Extract every record, keeping each one exactly as it is.

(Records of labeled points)
● ● ● ● ● ● ●

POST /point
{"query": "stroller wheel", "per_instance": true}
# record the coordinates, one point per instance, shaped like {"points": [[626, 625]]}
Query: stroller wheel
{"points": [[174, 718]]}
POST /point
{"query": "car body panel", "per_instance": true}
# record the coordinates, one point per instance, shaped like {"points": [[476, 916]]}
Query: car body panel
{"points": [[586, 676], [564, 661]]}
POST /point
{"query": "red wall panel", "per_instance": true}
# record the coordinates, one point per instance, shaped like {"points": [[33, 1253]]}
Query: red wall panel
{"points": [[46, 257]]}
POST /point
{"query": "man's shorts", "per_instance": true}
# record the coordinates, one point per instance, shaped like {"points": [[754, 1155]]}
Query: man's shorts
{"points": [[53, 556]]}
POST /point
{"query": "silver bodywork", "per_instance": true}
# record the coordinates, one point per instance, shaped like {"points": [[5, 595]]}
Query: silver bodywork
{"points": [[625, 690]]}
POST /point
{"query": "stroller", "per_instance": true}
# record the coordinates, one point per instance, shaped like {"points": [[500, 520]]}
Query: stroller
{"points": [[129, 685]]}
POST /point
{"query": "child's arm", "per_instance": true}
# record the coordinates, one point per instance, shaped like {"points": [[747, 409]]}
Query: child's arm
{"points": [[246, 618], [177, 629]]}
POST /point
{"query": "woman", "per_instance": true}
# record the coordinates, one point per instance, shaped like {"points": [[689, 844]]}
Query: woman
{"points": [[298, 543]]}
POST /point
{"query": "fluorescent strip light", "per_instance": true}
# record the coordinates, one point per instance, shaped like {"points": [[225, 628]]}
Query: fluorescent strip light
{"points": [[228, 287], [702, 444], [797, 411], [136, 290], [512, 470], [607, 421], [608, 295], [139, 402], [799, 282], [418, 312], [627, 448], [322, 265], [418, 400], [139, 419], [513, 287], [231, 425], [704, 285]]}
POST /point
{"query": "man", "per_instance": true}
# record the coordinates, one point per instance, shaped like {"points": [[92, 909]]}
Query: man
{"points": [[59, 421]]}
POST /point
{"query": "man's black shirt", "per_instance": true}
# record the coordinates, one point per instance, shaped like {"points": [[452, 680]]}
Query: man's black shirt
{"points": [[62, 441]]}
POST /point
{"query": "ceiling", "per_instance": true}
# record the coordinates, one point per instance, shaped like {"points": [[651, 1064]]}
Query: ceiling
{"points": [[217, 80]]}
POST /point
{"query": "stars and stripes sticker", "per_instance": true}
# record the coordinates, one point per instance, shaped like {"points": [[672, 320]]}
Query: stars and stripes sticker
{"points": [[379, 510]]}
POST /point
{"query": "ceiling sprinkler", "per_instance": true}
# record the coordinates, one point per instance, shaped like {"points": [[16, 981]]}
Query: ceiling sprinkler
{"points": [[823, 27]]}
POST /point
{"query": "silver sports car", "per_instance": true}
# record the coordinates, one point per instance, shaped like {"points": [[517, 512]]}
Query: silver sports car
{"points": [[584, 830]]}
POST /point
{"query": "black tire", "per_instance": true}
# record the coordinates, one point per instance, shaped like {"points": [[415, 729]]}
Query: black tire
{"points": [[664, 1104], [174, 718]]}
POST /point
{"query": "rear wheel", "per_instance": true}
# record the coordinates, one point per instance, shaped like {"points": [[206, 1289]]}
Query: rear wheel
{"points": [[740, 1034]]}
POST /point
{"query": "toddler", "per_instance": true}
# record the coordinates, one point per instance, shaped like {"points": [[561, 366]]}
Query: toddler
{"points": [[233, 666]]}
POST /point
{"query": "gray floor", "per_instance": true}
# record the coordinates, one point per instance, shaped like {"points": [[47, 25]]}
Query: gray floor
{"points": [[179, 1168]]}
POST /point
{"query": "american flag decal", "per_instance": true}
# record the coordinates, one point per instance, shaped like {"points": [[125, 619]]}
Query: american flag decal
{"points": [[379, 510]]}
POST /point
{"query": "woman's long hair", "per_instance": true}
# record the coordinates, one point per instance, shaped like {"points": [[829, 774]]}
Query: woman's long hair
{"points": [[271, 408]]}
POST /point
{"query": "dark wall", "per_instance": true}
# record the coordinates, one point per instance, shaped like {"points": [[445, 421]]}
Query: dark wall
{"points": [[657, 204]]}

● ● ● ● ● ● ●

* Reply to the task *
POST /point
{"query": "stroller wheel", "per_instance": true}
# record the coordinates, one point per instance, shaped like {"points": [[626, 625]]}
Query: stroller wheel
{"points": [[174, 718]]}
POST /point
{"query": "car body panel", "per_instance": true}
# record the coordinates, one point per instance, shaped like {"points": [[476, 916]]}
Query: car body panel
{"points": [[586, 676], [564, 661]]}
POST /point
{"query": "red wall panel", "per_instance": true}
# record the coordinates, one point per instance, shaped like {"points": [[33, 1253]]}
Query: red wall panel
{"points": [[46, 257]]}
POST /point
{"query": "man's shorts", "per_instance": true}
# record the coordinates, one point per instance, shaped like {"points": [[754, 1155]]}
Query: man's shorts
{"points": [[53, 556]]}
POST /point
{"query": "silver bodywork", "per_instance": true}
# record the coordinates, one point per instance, shaped like {"points": [[5, 595]]}
Query: silver bodywork
{"points": [[625, 690]]}
POST /point
{"query": "stroller", "per_instance": true}
# record the coordinates, one point per instance, shaped like {"points": [[500, 520]]}
Query: stroller
{"points": [[129, 685]]}
POST /point
{"query": "child's arm", "per_instance": true}
# record the coordinates, one point per instance, shaped like {"points": [[747, 409]]}
Query: child's arm
{"points": [[246, 618], [177, 629]]}
POST /point
{"query": "woman", "per_instance": true}
# record the coordinates, one point per instance, shaped like {"points": [[689, 844]]}
Query: woman
{"points": [[298, 543]]}
POST /point
{"query": "fluorescent strip light", "per_instance": true}
# record the coordinates, one point per instance, shaped like {"points": [[225, 628]]}
Query: fluorescent strip light
{"points": [[228, 287], [702, 444], [797, 411], [136, 290], [512, 470], [607, 421], [608, 295], [139, 402], [799, 282], [418, 312], [627, 448], [322, 265], [418, 400], [139, 419], [513, 287], [231, 425], [704, 285]]}
POST /point
{"query": "man", "per_instance": true}
# record the coordinates, one point per instance, shaped like {"points": [[92, 909]]}
Query: man
{"points": [[59, 421]]}
POST /point
{"query": "man's black shirt", "per_instance": true}
# record the coordinates, one point per instance, shaped like {"points": [[452, 680]]}
Query: man's black shirt
{"points": [[62, 441]]}
POST /point
{"query": "ceiling", "per_instance": true}
# record the coordinates, one point per instance, shaped like {"points": [[651, 1064]]}
Query: ceiling
{"points": [[217, 80]]}
POST /point
{"query": "stars and stripes sticker", "per_instance": true}
# record the coordinates, one point per instance, shaped like {"points": [[672, 320]]}
Query: stars and stripes sticker
{"points": [[379, 510]]}
POST /point
{"query": "ceiling sprinkler", "per_instance": true}
# record the coordinates, one point per instance, shaped like {"points": [[16, 981]]}
Query: ceiling sprinkler
{"points": [[823, 27]]}
POST /point
{"query": "silver sports car", "per_instance": true}
# record the coordinates, one point per instance, shaped like {"points": [[517, 512]]}
Query: silver sports car
{"points": [[584, 830]]}
POST /point
{"query": "black tire", "per_instance": true}
# record the coordinates, one point per instance, shaped like {"points": [[415, 729]]}
Query: black tire
{"points": [[664, 1104], [174, 718]]}
POST /point
{"query": "rear wheel", "per_instance": true}
# record the coordinates, one point per instance, shaped like {"points": [[206, 1289]]}
Query: rear wheel
{"points": [[740, 1034]]}
POST /point
{"query": "toddler", "per_instance": true}
# record the coordinates, one point per instance, shaped like {"points": [[561, 366]]}
Query: toddler
{"points": [[233, 666]]}
POST /point
{"query": "gray floor", "per_instance": true}
# record the coordinates, one point per instance, shaped like {"points": [[47, 25]]}
Query: gray floor
{"points": [[179, 1168]]}
POST /point
{"query": "american flag decal", "per_instance": true}
# record the coordinates, one point per instance, shaped like {"points": [[125, 619]]}
Query: american flag decal
{"points": [[379, 510]]}
POST /point
{"query": "woman's long hair", "per_instance": true}
# record the coordinates, one point per instance, shaped like {"points": [[829, 774]]}
Query: woman's long hair
{"points": [[271, 408]]}
POST /point
{"query": "dark wall", "per_instance": true}
# record the coordinates, one point per instance, shaped like {"points": [[445, 421]]}
Query: dark wall
{"points": [[657, 204]]}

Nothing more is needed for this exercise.